Posted April 1, 2025 at 11:23 am EST.
One of President Trump’s signature economic policies, aside from tariffs, is the promotion of a weak U.S. dollar. He believes that a weaker dollar can promote economic growth by making it cheaper to borrow money and lower the price for U.S. exports around the world. But unlike tariffs, which are very much the domain of the president, the executive branch has little control over the price of the dollar.
That power primarily resides with the U.S. Federal Reserve, whose Federal Open Markets Committee meets eight times a year to adjust the federal funds rate, which impacts the price of the dollar.
However, an unorthodox proposal is making its way through Washington, D.C., that could change this limitation for President Trump.
Stephen Miran, chair of the White House’s Council of Economic Advisors, the administration’s top economic policy advisor, authored a paper in November 2024 suggesting that the U.S. government charge foreign purchasers of U.S. Treasuries as a way to depress the U.S. dollar. The goal would be to circumvent the government’s reliance on the U.S. Federal Reserve to reduce interest rates to stimulate growth. This proposal is part of a broader plan to develop what Miran called the “Mar-a-Lago Accord,” which is designed to make the U.S. dollar drop in value vis-a-vis other world currencies.
“The Mar-a-Lago Accord is a description of a cooperative endeavor that the U.S. and our trading partners can use to basically intervene in foreign exchange markets against the dollar to reduce the value of the dollar,” says Steven Kamin, senior fellow at the American Enterprise Institute (AEI) and the former director of the Division of International Finance at the Federal Reserve.
++++++
#### PROBLEM SET:
1. Which people does the article on the weak-dollar policy mention by name?
2. Output the passage of the weak-dollar article starting at "Stephen Miran, chair" and ending at "other world currencies.".

[Labeled contour entries]
++++++
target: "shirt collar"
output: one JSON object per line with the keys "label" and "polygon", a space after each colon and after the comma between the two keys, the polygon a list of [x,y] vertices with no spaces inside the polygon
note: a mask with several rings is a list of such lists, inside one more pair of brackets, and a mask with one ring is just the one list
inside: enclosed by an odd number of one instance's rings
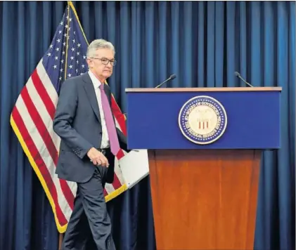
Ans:
{"label": "shirt collar", "polygon": [[98,87],[101,84],[101,82],[98,80],[98,79],[95,77],[95,75],[93,74],[93,72],[91,70],[89,70],[89,77],[91,77],[91,81],[93,82],[94,87],[95,88],[98,88]]}

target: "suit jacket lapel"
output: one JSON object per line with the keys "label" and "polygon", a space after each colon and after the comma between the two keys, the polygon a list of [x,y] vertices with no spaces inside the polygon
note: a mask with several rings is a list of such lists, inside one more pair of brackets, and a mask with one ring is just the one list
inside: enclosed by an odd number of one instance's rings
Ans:
{"label": "suit jacket lapel", "polygon": [[89,97],[89,101],[91,103],[91,107],[96,114],[96,117],[98,121],[101,123],[100,111],[98,110],[98,100],[96,99],[96,93],[94,88],[93,83],[91,82],[91,77],[88,73],[83,75],[83,80],[85,82],[84,89],[86,95]]}

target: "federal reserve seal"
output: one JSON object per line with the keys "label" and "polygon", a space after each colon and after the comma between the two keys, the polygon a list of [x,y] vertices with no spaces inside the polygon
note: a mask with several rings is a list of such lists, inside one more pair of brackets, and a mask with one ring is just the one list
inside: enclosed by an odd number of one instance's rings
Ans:
{"label": "federal reserve seal", "polygon": [[216,99],[206,96],[188,100],[179,114],[183,135],[196,144],[210,144],[218,140],[227,126],[224,107]]}

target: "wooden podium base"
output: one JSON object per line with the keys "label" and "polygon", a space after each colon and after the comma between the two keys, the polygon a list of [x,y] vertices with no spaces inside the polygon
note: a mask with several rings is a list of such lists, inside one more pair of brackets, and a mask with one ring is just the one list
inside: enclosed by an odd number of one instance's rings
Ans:
{"label": "wooden podium base", "polygon": [[158,250],[253,249],[261,150],[150,150]]}

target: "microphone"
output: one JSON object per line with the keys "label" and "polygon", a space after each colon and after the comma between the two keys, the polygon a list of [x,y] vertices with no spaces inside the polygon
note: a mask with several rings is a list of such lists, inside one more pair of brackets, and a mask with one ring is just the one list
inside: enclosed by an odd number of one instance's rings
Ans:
++++++
#### SOLUTIONS FOR EACH TASK:
1. President Trump, Stephen Miran, Steven Kamin

2.
Stephen Miran, chair of the White House’s Council of Economic Advisors, the administration’s top economic policy advisor, authored a paper in November 2024 suggesting that the U.S. government charge foreign purchasers of U.S. Treasuries as a way to depress the U.S. dollar. The goal would be to circumvent the government’s reliance on the U.S. Federal Reserve to reduce interest rates to stimulate growth. This proposal is part of a broader plan to develop what Miran called the “Mar-a-Lago Accord,” which is designed to make the U.S. dollar drop in value vis-a-vis other world currencies.